▶ **What you should do**: Arrange all of the items below as a JSON list of strings, with one string for each line and any blank lines omitted.

(Entries from a point annotation set)
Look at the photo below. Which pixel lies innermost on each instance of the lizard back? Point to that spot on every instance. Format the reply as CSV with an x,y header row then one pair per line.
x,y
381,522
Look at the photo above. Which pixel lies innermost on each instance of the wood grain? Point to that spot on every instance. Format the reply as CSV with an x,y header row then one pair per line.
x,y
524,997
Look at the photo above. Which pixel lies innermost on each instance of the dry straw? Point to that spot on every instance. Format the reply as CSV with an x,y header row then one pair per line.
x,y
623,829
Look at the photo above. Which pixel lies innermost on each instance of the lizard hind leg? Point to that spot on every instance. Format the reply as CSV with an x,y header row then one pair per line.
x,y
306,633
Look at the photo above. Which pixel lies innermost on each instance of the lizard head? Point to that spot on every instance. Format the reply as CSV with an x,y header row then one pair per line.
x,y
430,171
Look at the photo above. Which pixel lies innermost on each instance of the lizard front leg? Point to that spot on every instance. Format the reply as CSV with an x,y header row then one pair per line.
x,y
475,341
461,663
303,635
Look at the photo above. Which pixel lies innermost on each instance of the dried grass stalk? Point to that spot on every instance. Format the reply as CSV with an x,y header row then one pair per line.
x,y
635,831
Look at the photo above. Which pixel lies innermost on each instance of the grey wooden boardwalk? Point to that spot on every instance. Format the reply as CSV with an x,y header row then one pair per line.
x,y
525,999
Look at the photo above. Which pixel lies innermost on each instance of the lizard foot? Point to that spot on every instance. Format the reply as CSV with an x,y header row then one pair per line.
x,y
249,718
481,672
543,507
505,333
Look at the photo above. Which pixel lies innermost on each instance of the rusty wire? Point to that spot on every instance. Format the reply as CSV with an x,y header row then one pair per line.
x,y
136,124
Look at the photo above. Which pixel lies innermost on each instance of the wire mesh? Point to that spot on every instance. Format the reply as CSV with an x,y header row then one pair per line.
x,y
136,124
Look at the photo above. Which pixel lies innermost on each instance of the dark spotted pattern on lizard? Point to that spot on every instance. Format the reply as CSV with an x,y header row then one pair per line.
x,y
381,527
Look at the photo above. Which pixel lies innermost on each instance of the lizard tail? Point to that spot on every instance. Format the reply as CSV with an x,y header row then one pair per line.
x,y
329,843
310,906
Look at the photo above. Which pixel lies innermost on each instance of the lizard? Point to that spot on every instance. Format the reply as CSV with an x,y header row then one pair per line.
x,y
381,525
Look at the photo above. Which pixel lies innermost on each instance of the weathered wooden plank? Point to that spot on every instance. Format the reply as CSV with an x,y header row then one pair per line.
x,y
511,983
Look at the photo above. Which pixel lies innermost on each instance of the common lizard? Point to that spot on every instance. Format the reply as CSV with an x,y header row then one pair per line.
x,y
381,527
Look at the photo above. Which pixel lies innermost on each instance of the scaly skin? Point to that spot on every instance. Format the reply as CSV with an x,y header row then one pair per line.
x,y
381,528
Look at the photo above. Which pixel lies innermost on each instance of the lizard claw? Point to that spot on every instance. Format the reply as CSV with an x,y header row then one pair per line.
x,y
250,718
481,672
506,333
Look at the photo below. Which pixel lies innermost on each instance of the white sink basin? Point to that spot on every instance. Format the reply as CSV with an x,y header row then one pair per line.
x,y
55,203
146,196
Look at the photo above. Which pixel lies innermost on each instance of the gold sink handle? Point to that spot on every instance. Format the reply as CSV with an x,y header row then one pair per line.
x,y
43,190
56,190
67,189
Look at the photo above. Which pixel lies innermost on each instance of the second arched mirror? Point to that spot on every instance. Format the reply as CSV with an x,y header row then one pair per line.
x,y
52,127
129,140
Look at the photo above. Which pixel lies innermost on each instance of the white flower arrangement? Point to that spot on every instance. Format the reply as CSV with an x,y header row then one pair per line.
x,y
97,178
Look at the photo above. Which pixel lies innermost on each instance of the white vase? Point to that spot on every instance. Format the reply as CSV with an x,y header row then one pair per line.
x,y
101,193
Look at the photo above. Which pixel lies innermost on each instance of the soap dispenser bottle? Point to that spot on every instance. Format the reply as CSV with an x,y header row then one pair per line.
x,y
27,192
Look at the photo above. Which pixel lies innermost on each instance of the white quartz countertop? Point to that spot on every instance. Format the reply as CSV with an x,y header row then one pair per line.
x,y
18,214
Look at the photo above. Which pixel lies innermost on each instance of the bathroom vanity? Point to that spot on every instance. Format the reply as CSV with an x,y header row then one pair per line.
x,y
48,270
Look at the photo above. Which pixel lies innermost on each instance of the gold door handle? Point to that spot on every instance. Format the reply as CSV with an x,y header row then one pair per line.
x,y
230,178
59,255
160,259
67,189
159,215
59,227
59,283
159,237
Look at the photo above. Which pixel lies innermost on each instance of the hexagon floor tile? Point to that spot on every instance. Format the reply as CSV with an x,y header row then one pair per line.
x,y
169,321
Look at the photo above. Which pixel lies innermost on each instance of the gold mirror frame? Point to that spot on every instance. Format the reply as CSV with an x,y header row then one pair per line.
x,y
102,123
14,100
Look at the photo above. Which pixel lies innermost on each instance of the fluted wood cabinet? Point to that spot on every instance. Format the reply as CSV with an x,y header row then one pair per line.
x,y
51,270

▶ **Exercise solution**:
[
  "Look at the photo below. Which pixel lies innermost on each instance of the lizard back? Point to that spot on every instance. Format the reply as CSV with an x,y header row then one pair per line.",
  "x,y",
  "381,522",
  "Look at the photo above. Which pixel lies innermost on each instance of the wood grain? Point to that spot on every instance. Format the reply as CSV with an x,y header row then one pair per line.",
  "x,y",
  "524,997",
  "Look at the photo above. Which pixel lies innermost on each instance of the dry straw? Point to that spot on every instance. Format the reply as CSV with an x,y header row then one pair per line.",
  "x,y",
  "623,829",
  "Look at the photo above. Which pixel lies innermost on each instance of the lizard hind leg? Point to that spot on every instance. Format the reply as CSV with an x,y header row then one pair per line.",
  "x,y",
  "306,633",
  "Look at the photo above. Which pixel lies innermost on each instance of the lizard head? Point to that spot on every instance. Format the reply as CSV with an x,y header row then one pair per line.",
  "x,y",
  "430,171",
  "Look at the photo above. Which pixel lies innermost on each instance of the lizard front leg? Point to that spot on every instance. Format the reply as CSV with an x,y header row then one pair per line.",
  "x,y",
  "475,341",
  "461,663",
  "303,635",
  "Look at the photo above. Which pixel lies innermost on each instance of the dried grass stalk? Point to that spot on every instance. Format the reply as CSV with an x,y header row then one pair per line.",
  "x,y",
  "635,831",
  "Look at the photo above. Which pixel lies innermost on each instance of the grey wooden boardwalk? Point to that spot on every instance. Format the reply as CSV with an x,y header row then one pair per line.",
  "x,y",
  "525,999",
  "Look at the photo above. Which pixel lies innermost on each instance of the lizard foot? Point to that spot on every instance. Format the reply as CSV with an x,y header row then one pair per line.",
  "x,y",
  "249,718",
  "481,672",
  "543,507",
  "505,333",
  "Look at the photo above. Which pixel lies innermost on each instance of the rusty wire? Point to that spot on every instance. Format the reply as CSV with an x,y header row then one pair per line.",
  "x,y",
  "136,124",
  "Look at the photo above. Which pixel lies innermost on each instance of the wire mesh? Point to that spot on every instance. Format the reply as CSV with an x,y header row then one pair per line.",
  "x,y",
  "136,124",
  "Look at the photo above. Which pixel lies innermost on each instance of the dark spotted pattern on lizard? Point to that spot on every instance. Format the reply as CSV with an x,y header row then one pair per line.",
  "x,y",
  "381,527",
  "Look at the photo above. Which pixel lies innermost on each instance of the lizard tail? Point to that spot on every instance. Format the reply as CSV with an x,y header row then one pair per line.",
  "x,y",
  "329,843",
  "310,906",
  "Look at the photo above. Which pixel lies innermost on each instance of the lizard? Point to that spot on every instance. Format the reply as CSV with an x,y header row then one pair per line.",
  "x,y",
  "381,525",
  "Look at the photo above. Which pixel lies innermost on each instance of the weathered wooden plank? Point to that spot on every instance. Format the reply as CSV with an x,y header row then one pair per line.",
  "x,y",
  "511,983",
  "Look at the photo above. Which pixel lies innermost on each instance of the common lizard? Point to that spot on every instance. Format the reply as CSV with an x,y header row then one pair per line.",
  "x,y",
  "381,527",
  "Look at the photo above. Which pixel lies innermost on each instance of the scaly skin? Point to that spot on every instance. Format the reply as CSV with an x,y header row then one pair per line.",
  "x,y",
  "381,528",
  "Look at the photo above. Which pixel lies innermost on each instance of the lizard claw? Point to that spot on every instance. Format the reply as CSV with an x,y header row then one pair per line.",
  "x,y",
  "250,718",
  "481,672",
  "506,333",
  "Look at the photo below. Which pixel lies innermost on each instance of the white sink basin? Point to that spot on every instance. Format the reply as CSV with an x,y header row then one pair per line.",
  "x,y",
  "55,203",
  "146,196",
  "Look at the photo above. Which pixel lies innermost on each instance of the gold sink handle? Point to that spot on every instance. Format the reply as CSV with an x,y header row then one pair per line.",
  "x,y",
  "43,190",
  "56,190",
  "67,189",
  "Look at the photo above. Which pixel lies innermost on each instance of the second arched mirror? Point to that spot on every instance. Format the reply as CSV with an x,y header row then one pair per line.",
  "x,y",
  "52,127",
  "129,140",
  "Look at the photo above. Which pixel lies innermost on each instance of the white flower arrangement? Point to that spot on every instance. Format the reply as CSV with an x,y header row then one pair per line.",
  "x,y",
  "97,178",
  "Look at the photo above. Which pixel lies innermost on each instance of the white vase? Point to that spot on every instance. Format the reply as CSV with an x,y header row then one pair per line.",
  "x,y",
  "101,193",
  "Look at the photo above. Which pixel lies innermost on each instance of the soap dispenser bottle? Point to that spot on every instance. Format the reply as CSV with an x,y header row then one pair per line.",
  "x,y",
  "27,192",
  "Look at the photo above. Which pixel lies innermost on each instance of the white quartz countertop? Point to that spot on every instance. Format the reply as CSV with an x,y header row then one pair per line.",
  "x,y",
  "18,214",
  "Look at the photo above. Which pixel lies innermost on each instance of the bathroom vanity? Point to that spot on every instance. Format the reply as CSV with an x,y header row then one pair per line.",
  "x,y",
  "48,270",
  "Look at the photo above. Which pixel lies innermost on each instance of the gold door handle? Point to that spot on every instance. Format the reply as CSV with an x,y header row then one pair per line.",
  "x,y",
  "230,178",
  "59,255",
  "160,259",
  "67,189",
  "159,215",
  "59,227",
  "59,283",
  "159,237",
  "Look at the photo above. Which pixel lies innermost on each instance of the hexagon floor tile? Point to that spot on every instance. Format the reply as CSV with an x,y header row then one pair per line.",
  "x,y",
  "169,321",
  "Look at the photo above. Which pixel lies innermost on each instance of the gold mirror frame? Point to that spot on every instance. Format the reply as CSV with an x,y header row then one pair per line.",
  "x,y",
  "102,123",
  "14,100",
  "Look at the photo above. Which pixel lies innermost on each instance of the fluted wood cabinet? Point to that spot on every instance. Format the reply as CSV with an x,y header row then one pair per line.",
  "x,y",
  "51,270"
]